= Beginning of Section =
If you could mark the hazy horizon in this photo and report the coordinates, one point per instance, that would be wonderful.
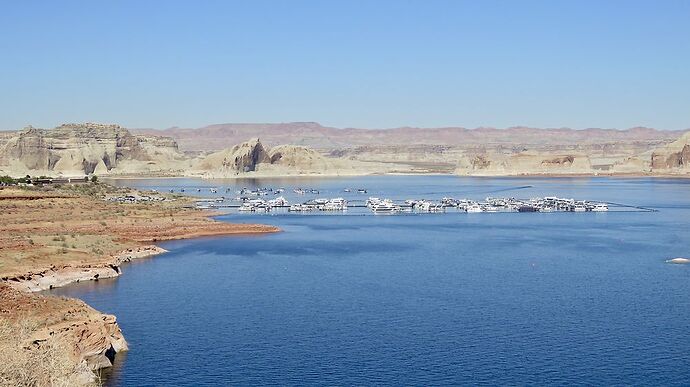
(614, 64)
(346, 127)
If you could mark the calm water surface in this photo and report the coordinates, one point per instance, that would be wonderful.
(559, 298)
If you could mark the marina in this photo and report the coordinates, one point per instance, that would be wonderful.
(272, 200)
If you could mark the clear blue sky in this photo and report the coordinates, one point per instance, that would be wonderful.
(351, 63)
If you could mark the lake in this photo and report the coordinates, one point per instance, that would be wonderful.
(436, 299)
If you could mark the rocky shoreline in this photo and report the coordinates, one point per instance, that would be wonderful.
(71, 234)
(56, 277)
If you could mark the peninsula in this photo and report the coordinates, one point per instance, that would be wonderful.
(59, 234)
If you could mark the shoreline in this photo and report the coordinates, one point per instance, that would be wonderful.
(65, 236)
(634, 175)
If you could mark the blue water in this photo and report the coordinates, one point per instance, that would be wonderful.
(506, 298)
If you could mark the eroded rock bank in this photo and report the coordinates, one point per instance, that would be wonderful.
(58, 276)
(49, 340)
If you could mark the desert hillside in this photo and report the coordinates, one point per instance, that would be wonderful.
(82, 149)
(253, 158)
(311, 149)
(312, 134)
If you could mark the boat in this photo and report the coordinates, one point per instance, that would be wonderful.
(475, 208)
(600, 207)
(384, 206)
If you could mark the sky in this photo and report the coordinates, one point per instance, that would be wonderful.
(355, 63)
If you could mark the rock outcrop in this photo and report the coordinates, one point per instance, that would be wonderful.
(524, 163)
(240, 158)
(82, 149)
(85, 339)
(675, 157)
(252, 157)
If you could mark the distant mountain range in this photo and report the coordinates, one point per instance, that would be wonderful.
(312, 134)
(307, 148)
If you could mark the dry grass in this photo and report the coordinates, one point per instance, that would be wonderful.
(74, 225)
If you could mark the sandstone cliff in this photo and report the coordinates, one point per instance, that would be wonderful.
(79, 149)
(524, 163)
(50, 340)
(673, 158)
(251, 157)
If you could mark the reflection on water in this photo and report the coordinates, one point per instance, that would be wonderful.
(553, 298)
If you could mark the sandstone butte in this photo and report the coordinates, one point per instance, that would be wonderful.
(53, 236)
(233, 150)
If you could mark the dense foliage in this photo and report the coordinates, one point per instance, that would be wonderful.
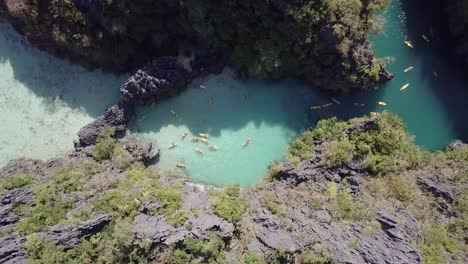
(384, 149)
(322, 41)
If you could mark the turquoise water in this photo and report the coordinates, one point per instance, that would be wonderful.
(433, 107)
(270, 114)
(44, 101)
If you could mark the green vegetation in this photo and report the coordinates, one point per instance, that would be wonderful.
(273, 204)
(251, 257)
(105, 145)
(385, 149)
(212, 250)
(290, 41)
(49, 210)
(15, 181)
(343, 205)
(228, 205)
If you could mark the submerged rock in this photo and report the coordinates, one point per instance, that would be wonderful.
(117, 116)
(141, 149)
(157, 79)
(69, 236)
(12, 250)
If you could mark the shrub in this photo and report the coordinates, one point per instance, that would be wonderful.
(125, 203)
(48, 211)
(105, 144)
(435, 243)
(213, 248)
(401, 188)
(273, 205)
(15, 181)
(68, 181)
(339, 152)
(230, 206)
(178, 218)
(251, 257)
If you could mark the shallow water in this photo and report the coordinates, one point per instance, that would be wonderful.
(44, 101)
(270, 114)
(434, 105)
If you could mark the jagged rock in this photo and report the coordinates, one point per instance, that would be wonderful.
(22, 165)
(346, 243)
(207, 62)
(367, 125)
(157, 230)
(455, 145)
(12, 250)
(117, 116)
(141, 149)
(22, 195)
(69, 236)
(436, 188)
(162, 76)
(207, 222)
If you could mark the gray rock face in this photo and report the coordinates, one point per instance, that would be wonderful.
(362, 127)
(12, 250)
(158, 79)
(209, 222)
(117, 116)
(157, 230)
(22, 165)
(141, 149)
(69, 236)
(347, 243)
(437, 189)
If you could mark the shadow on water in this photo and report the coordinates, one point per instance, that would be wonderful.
(235, 104)
(451, 85)
(52, 78)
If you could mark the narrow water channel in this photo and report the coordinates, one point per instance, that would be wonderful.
(44, 101)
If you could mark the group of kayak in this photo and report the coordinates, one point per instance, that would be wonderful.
(403, 88)
(202, 137)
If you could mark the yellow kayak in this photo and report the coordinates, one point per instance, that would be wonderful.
(425, 38)
(409, 44)
(359, 104)
(173, 145)
(184, 135)
(408, 69)
(335, 101)
(404, 87)
(213, 147)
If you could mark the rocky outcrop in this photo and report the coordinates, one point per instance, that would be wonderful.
(116, 116)
(347, 243)
(458, 24)
(140, 148)
(157, 79)
(12, 250)
(438, 189)
(69, 236)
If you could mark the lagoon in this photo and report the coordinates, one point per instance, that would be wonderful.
(44, 101)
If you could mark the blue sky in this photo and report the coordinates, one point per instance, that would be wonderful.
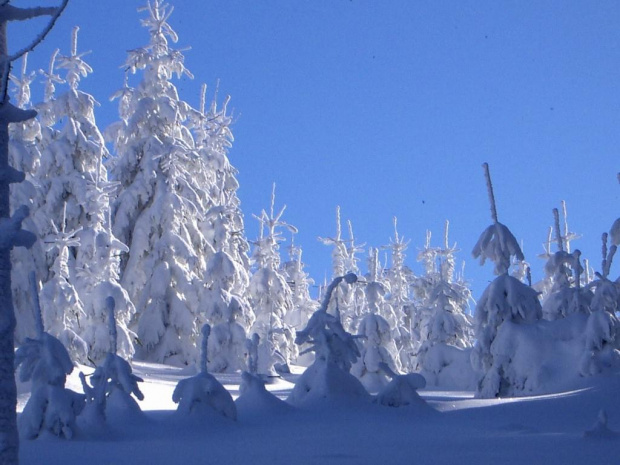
(389, 108)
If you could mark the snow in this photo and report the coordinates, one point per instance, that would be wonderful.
(452, 428)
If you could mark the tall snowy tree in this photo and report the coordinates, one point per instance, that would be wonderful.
(443, 325)
(270, 295)
(25, 155)
(505, 300)
(400, 277)
(74, 182)
(11, 234)
(155, 213)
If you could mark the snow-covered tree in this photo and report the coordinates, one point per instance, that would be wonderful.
(62, 308)
(602, 332)
(328, 378)
(299, 281)
(45, 362)
(443, 325)
(112, 383)
(505, 300)
(203, 394)
(348, 299)
(155, 213)
(399, 278)
(562, 290)
(11, 234)
(271, 296)
(25, 155)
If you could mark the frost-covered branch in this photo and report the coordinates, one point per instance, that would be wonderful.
(10, 13)
(487, 176)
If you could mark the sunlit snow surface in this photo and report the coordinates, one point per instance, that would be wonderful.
(453, 428)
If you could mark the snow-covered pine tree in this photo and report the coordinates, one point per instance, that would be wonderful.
(563, 293)
(328, 378)
(224, 298)
(445, 327)
(344, 260)
(11, 234)
(62, 308)
(505, 300)
(203, 394)
(112, 383)
(271, 296)
(602, 332)
(45, 361)
(300, 282)
(376, 327)
(24, 155)
(400, 277)
(73, 177)
(155, 213)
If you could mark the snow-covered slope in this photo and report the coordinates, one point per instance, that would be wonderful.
(452, 428)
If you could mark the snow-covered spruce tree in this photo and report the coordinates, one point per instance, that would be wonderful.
(112, 383)
(156, 214)
(506, 300)
(562, 286)
(602, 332)
(399, 277)
(62, 308)
(74, 180)
(344, 261)
(446, 329)
(24, 155)
(45, 361)
(376, 345)
(271, 296)
(11, 234)
(303, 304)
(203, 394)
(224, 298)
(328, 378)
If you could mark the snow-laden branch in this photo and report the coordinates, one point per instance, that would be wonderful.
(10, 13)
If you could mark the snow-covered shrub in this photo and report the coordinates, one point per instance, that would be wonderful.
(228, 312)
(203, 394)
(399, 279)
(377, 348)
(46, 363)
(602, 331)
(328, 378)
(112, 383)
(401, 390)
(271, 296)
(505, 300)
(442, 322)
= End of Section =
** Task item **
An exact copy of all the records is required, with the pictures omitted.

** Task result **
If you could mark the hazy horizon in this photo and report the coordinates, one point per instance, that would be wonderful.
(614, 64)
(346, 127)
If you could mark the calm water surface in this photo and report the coordinates, one point per instance, that would be wonderful.
(559, 298)
If you could mark the marina in this photo and report the coordinates, one point per instance, that would be wonderful.
(272, 200)
If you could mark the clear blue sky in this photo and report the coordinates, one point per instance, that would be wonderful.
(351, 63)
If you could mark the lake in this photo and report the coordinates, one point per instance, that would be wonderful.
(436, 299)
If you could mark the rocky shoreline in this photo and report the coordinates, one point per instance, that would be wonderful.
(71, 234)
(56, 277)
If you could mark the peninsula in this photo and report the coordinates, one point per instance, that would be wonderful.
(59, 234)
If you could mark the shoreline in this photo and report the coordinates, one point per instance, that would be wonderful.
(65, 236)
(634, 175)
If you could mark the blue water in this photo and report the coordinates, one point per instance, that would be wonderful.
(506, 298)
If you could mark the eroded rock bank in this photo and report the coordinates, one point per instance, that would be wonderful.
(58, 276)
(49, 340)
If you could mark the desert hillside in this photo and report the coordinates, one point per instance, that would be wonderful.
(82, 149)
(253, 158)
(311, 149)
(312, 134)
If you could mark the boat in this photo and report the coordinates, one point per instance, that would be wonderful.
(475, 208)
(600, 207)
(384, 206)
If you could mark the sky in this photo and report the coordinates, one point per instance, that would be wonderful.
(355, 63)
If you could mark the rock outcrop in this photo and report the coordinates, one point per instance, that would be wonderful.
(524, 163)
(240, 158)
(82, 149)
(85, 339)
(675, 157)
(252, 157)
If you could mark the distant mountain range in this photo and report the coordinates, one point per instance, that would be wonderful.
(312, 134)
(307, 148)
If you could mark the dry grass in this photo and report the coordinates, one point per instance, that would be wonderful.
(74, 225)
If you could mark the sandstone cliff in this photo and report the coordinates, one point per instance, that would be wonderful.
(79, 149)
(524, 163)
(50, 340)
(673, 158)
(251, 157)
If you could mark the reflection on water in this photo and report the coordinates, one point per instance, that would be wonderful.
(553, 298)
If you could mark the sandstone butte in this photo and report the coordinates, one point per instance, that would be wonderful.
(53, 236)
(233, 150)
If you could mark the dense foliage in this photo and report the coordinates, one point per instance, that would be wonderful.
(384, 149)
(322, 41)
If you could mark the turquoise water in this photo and report the coordinates, one point per instance, that would be wonderful.
(433, 107)
(270, 114)
(44, 101)
If you could mark the green vegetation in this photo and report the coordinates, one point per instance, that would be wonderful.
(273, 204)
(251, 257)
(105, 145)
(385, 149)
(212, 250)
(290, 41)
(49, 210)
(15, 181)
(343, 205)
(228, 205)
If you could mark the submerged rock in this photo and report the coordinates, one point per instance, that would be wonderful.
(117, 116)
(141, 149)
(157, 79)
(69, 236)
(12, 250)
If you could mark the shrub in this photo and report the coordinates, one point per instance, that would be wonderful.
(125, 203)
(48, 211)
(105, 144)
(435, 243)
(213, 248)
(401, 188)
(273, 205)
(15, 181)
(68, 181)
(339, 152)
(230, 206)
(178, 218)
(251, 257)
If you could mark the shallow water in this photo and report the coordinates, one point per instance, that would be wonderful.
(44, 101)
(270, 114)
(434, 105)
If you could mark the jagged rock in this photo and report the coordinates, one point per instance, that would be wonderful.
(22, 165)
(346, 243)
(207, 62)
(367, 125)
(157, 230)
(455, 145)
(12, 250)
(117, 116)
(141, 149)
(22, 195)
(69, 236)
(436, 188)
(162, 76)
(207, 222)
If you could mark the gray rock face in this photo and report the coordinates, one point per instance, that would be wonderful.
(362, 127)
(12, 250)
(158, 79)
(209, 222)
(117, 116)
(157, 230)
(22, 165)
(141, 149)
(69, 236)
(347, 243)
(437, 189)
If you could mark the shadow on water in this photo and report the coordinates, one point per instance, that would be wonderful.
(235, 104)
(451, 85)
(52, 78)
If you could mark the narrow water channel in this photo and report the coordinates, one point per instance, that would be wonderful.
(44, 101)
If you could mark the group of kayak in this photo and report the coordinates, one point per instance, that would be wonderful.
(403, 88)
(202, 137)
If you could mark the yellow kayak in this photo and report the coordinates, one point per instance, that would be wonderful.
(425, 38)
(409, 44)
(359, 104)
(173, 145)
(184, 135)
(408, 69)
(335, 101)
(404, 87)
(213, 147)
If you could mark the rocky outcrop in this photo and report the coordinates, one point per instance, that would be wonderful.
(116, 116)
(347, 243)
(458, 24)
(140, 148)
(157, 79)
(12, 250)
(438, 189)
(69, 236)
If you could mark the lagoon in this photo and report the coordinates, one point per instance, that would be wonderful.
(44, 101)
If you could mark the blue sky in this photo and report the coordinates, one point per instance, that would be wonderful.
(389, 108)
If you could mark the snow in this photo and report the coordinates, one point per instance, that would be wonderful.
(452, 428)
If you could mark the tall snowy tree in this photo and report the coordinates, one point per instance, that would be wonderful.
(443, 325)
(270, 295)
(25, 155)
(505, 300)
(400, 277)
(74, 182)
(11, 234)
(155, 213)
If you could mark the snow-covered tree in this photo and report the coordinates, one point per instance, that would be wonderful.
(62, 308)
(602, 332)
(328, 378)
(299, 281)
(45, 362)
(443, 325)
(112, 383)
(505, 300)
(203, 394)
(348, 299)
(155, 213)
(399, 278)
(562, 290)
(11, 234)
(271, 296)
(25, 155)
If you could mark the frost-covered branch in this photo and report the coordinates, one point per instance, that would be wonderful.
(10, 13)
(487, 176)
If you could mark the sunlit snow surface in this photo and report the coordinates, one point per instance, that would be wonderful.
(453, 428)
If you could mark the snow-covered pine tree in this photo and report the coordinates, one point per instance, that would be wonderful.
(563, 293)
(328, 378)
(224, 298)
(445, 327)
(344, 260)
(11, 234)
(62, 308)
(505, 300)
(203, 394)
(112, 383)
(271, 296)
(602, 332)
(45, 361)
(300, 282)
(376, 327)
(24, 155)
(400, 277)
(73, 177)
(155, 213)
If you could mark the snow-covered slope in this photo and report the coordinates, one point per instance, that would be wonderful.
(452, 428)
If you could mark the snow-covered spruce tree in this photo and report the coordinates, one point per instance, that would be wonderful.
(112, 383)
(156, 214)
(506, 300)
(562, 286)
(602, 332)
(399, 277)
(62, 308)
(74, 180)
(344, 261)
(446, 329)
(24, 155)
(45, 361)
(376, 345)
(271, 296)
(11, 234)
(303, 304)
(203, 394)
(224, 298)
(328, 378)
If you could mark the snow-laden branch in this photo and report the coordinates, one point per instance, that would be wonderful.
(10, 13)
If you could mark the snow-covered shrub in this photo and report the coordinates, one point per instance, that would be wonderful.
(228, 312)
(203, 394)
(399, 279)
(377, 348)
(46, 363)
(602, 331)
(328, 378)
(112, 383)
(401, 390)
(271, 296)
(505, 300)
(442, 322)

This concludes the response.